*Что сделать*:
(1) Повторите дословно отрывок исходного текста, начиная со слов «Что касается России, народа» и заканчивая словами «романо-германский мир [50].» включительно.
(2) Определите, согласуется ли с исходным текстом каждое утверждение: (a) Гердер предсказывал, что славяне придут на смену романо-германскому миру; (b) русские позже восприняли европейскую культурную традицию из-за своих внутренних, расовых черт; (c) гениальность народа представляется как проявление особой расовой психики. На каждое ответьте «да» или «нет» и приведите точную цитату из текста, которая это решает.

Что касается России, народа Глинки и Чайковского, Пушкина и Лермонтова, Толстого и Достоевского, то там, очевидно, и речи не может быть о какой-то неполноценности «евразийцев». Действительно, русские несколько позже воспринимают европейскую культурную традицию, и то исключительно в силу внешних причин (а не внутренних, расовых черт!), но зато оказываются способными оказывать более глубокое влияние на культурное движение и художественное обновление Европы, чем некоторые ожидали. В этом пункте философско-исторических предвидений несравненно более проницательным оказался Гердер, когда в своих знаменитых «Идеях о философии истории человечества» в 1784 г. не только приписывал славянам высокие способности, но и предсказывал, что они, как носители гуманистического движения, заменят утомлённый романо-германский мир [50].
С точки зрения рассматриваемой расовой гипотезы наиболее продуктивными в отношении гения считаются народы-амальгамы, и в частности скрещивания между родственными по способностям племенами, когда они имеют возможность в течение известного периода созреть для своей великой миссии. Это, вообще говоря, допустимо в том смысле, что наряду с таким процессом в жизни народов имеются случаи, когда они эмигрируют и попадают в чужую среду, не сохраняя где бы то ни было своей исконной (и научно совсем не изученной) чистоты. Но, разумеется, и здесь нельзя упрощать расовую проблему настолько, чтобы объяснять «эксплозивное появление» множества гениальных личностей в Древней Элладе или во Флоренции в эпоху Возрождения только смешением пришельцев с севера с более старыми южными жителями, например рыцарей-дворян германской крови с художественно одарённой буржуазией Италии. Историк был бы в состоянии указать здесь (вопреки утверждению Кречмера) и на другие, более важные или более реальные факторы расцвета, приводя коллективные усилия и индивидуальные способности в зависимость от внешних культурных стимулов и экономического движения, способствовавших расцвету итальянских городов в конце средних веков. Нисколько не случайно то, что Египет и Месопотамия в отдалённой древности, Греция и Рим позже, Испания и Англия в новое время поочерёдно становятся классическими землями открытий и государственной мощи. Помимо всех столь трудно уловимых «расовых» добродетелей, здесь наблюдаются и культурно-экономические стечения обстоятельств, способные утвердить или переместить центр тяжести при больших политических, военных, творческих и других начинаниях. «Гениальность» народа или личности представляется нам как эманация не специфической расовой психики, а духовной энергии, достигшей при благоприятных условиях и влияниях высшей степени сосредоточия и активности.

*Набор данных*:
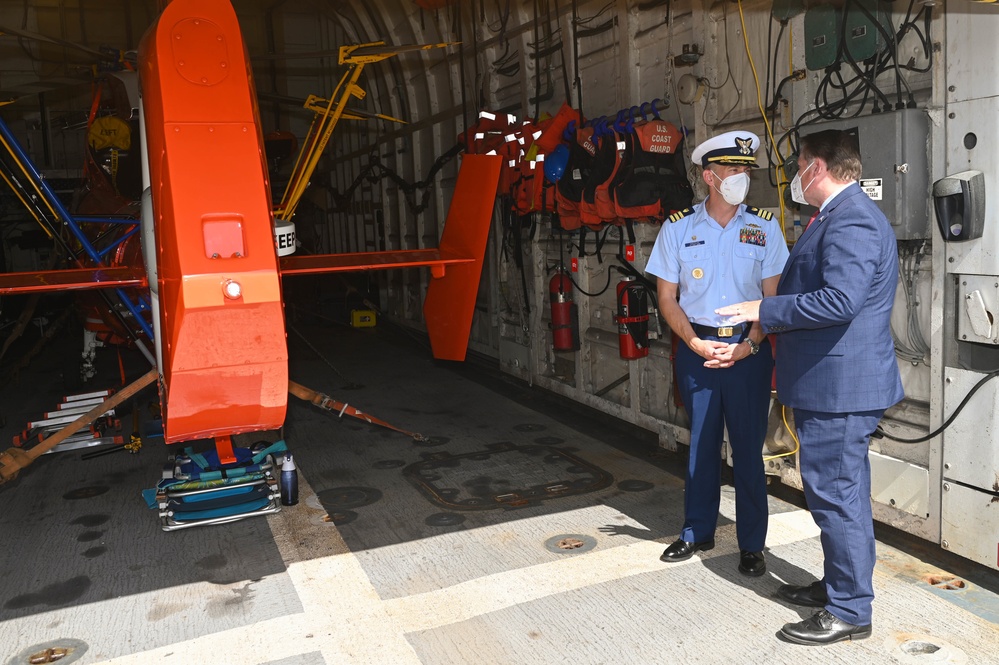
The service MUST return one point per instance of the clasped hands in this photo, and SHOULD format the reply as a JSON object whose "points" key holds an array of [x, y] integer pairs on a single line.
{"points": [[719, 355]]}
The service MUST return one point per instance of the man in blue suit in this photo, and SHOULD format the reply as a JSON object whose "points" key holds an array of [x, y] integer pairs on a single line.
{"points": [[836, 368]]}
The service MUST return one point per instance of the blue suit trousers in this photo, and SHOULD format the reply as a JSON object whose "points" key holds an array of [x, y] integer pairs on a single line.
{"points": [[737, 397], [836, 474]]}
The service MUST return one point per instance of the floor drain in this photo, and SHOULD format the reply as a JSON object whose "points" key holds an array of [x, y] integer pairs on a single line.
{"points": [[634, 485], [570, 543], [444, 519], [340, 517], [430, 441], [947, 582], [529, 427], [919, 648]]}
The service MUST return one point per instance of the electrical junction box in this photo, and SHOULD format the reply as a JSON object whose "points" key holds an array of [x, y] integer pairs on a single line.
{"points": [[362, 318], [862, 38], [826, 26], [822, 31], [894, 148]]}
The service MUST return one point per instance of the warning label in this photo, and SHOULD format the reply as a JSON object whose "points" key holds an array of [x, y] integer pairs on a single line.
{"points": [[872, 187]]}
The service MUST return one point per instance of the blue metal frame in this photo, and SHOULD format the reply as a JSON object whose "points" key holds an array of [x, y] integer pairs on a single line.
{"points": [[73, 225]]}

---

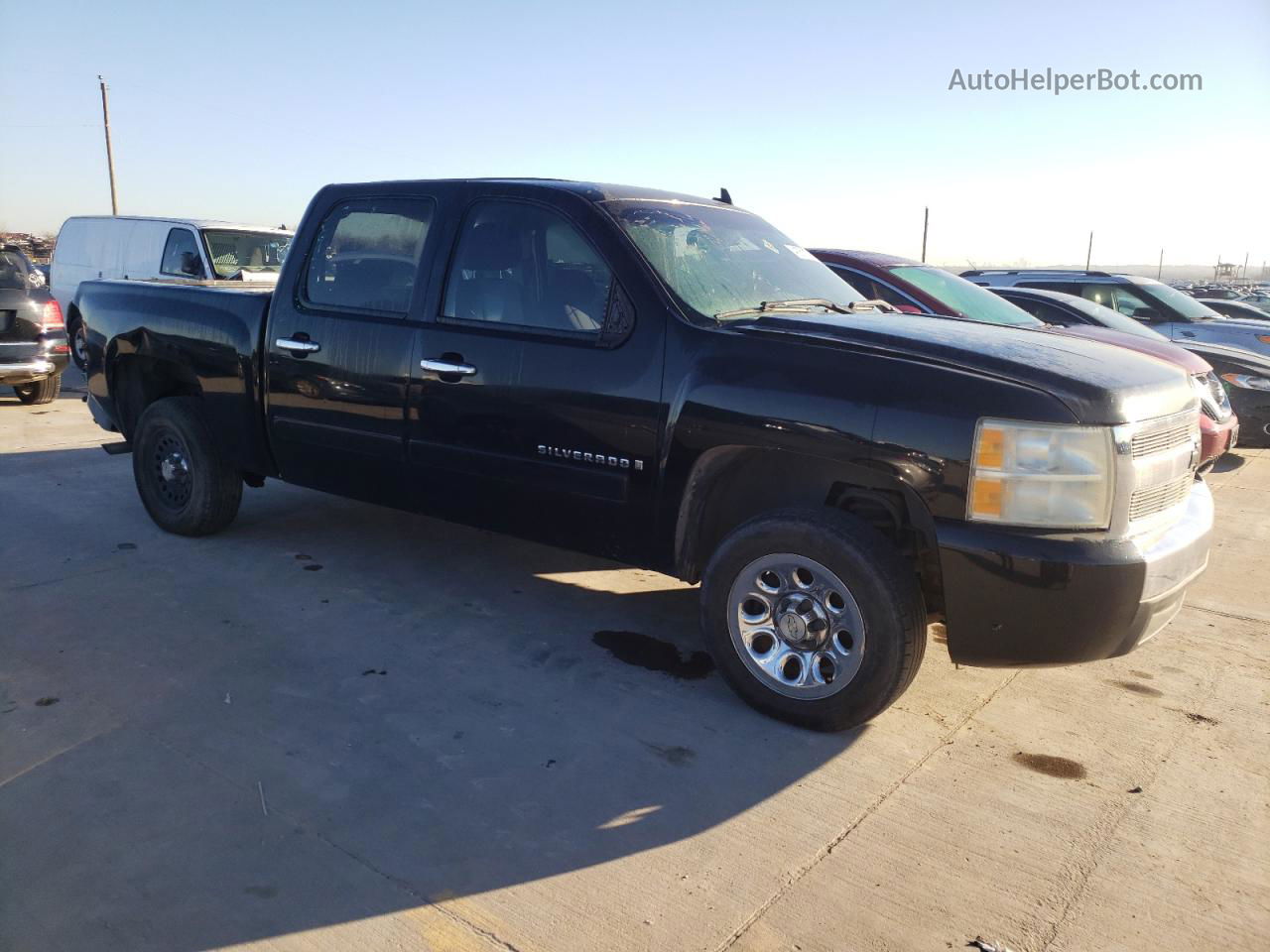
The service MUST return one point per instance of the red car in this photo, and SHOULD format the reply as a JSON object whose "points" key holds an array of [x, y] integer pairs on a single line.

--

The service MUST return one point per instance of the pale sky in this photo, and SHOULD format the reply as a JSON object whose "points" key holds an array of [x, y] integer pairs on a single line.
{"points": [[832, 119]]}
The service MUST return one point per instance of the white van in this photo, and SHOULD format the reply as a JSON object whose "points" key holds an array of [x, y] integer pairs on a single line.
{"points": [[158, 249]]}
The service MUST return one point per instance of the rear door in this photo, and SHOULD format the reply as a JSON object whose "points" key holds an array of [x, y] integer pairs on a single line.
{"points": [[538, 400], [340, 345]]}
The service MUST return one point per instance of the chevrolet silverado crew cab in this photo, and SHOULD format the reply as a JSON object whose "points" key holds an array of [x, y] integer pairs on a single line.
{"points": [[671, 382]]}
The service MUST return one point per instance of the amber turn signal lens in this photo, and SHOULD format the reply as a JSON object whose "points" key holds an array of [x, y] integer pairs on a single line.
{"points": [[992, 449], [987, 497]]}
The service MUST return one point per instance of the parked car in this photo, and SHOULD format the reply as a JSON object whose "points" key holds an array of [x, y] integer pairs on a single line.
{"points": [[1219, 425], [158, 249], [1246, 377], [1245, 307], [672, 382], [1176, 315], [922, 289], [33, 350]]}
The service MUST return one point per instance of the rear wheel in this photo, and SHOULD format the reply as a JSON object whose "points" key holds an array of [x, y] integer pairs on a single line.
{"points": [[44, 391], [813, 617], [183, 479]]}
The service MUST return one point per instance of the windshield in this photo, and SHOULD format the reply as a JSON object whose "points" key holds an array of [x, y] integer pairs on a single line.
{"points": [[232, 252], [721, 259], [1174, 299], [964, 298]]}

*Ответы к заданиям*:
(1)
Что касается России, народа Глинки и Чайковского, Пушкина и Лермонтова, Толстого и Достоевского, то там, очевидно, и речи не может быть о какой-то неполноценности «евразийцев». Действительно, русские несколько позже воспринимают европейскую культурную традицию, и то исключительно в силу внешних причин (а не внутренних, расовых черт!), но зато оказываются способными оказывать более глубокое влияние на культурное движение и художественное обновление Европы, чем некоторые ожидали. В этом пункте философско-исторических предвидений несравненно более проницательным оказался Гердер, когда в своих знаменитых «Идеях о философии истории человечества» в 1784 г. не только приписывал славянам высокие способности, но и предсказывал, что они, как носители гуманистического движения, заменят утомлённый романо-германский мир [50].

(2)
(a) Да: «предсказывал, что они, как носители гуманистического движения, заменят утомлённый романо-германский мир».
(b) Нет: «исключительно в силу внешних причин (а не внутренних, расовых черт!)».
(c) Нет: «эманация не специфической расовой психики, а духовной энергии».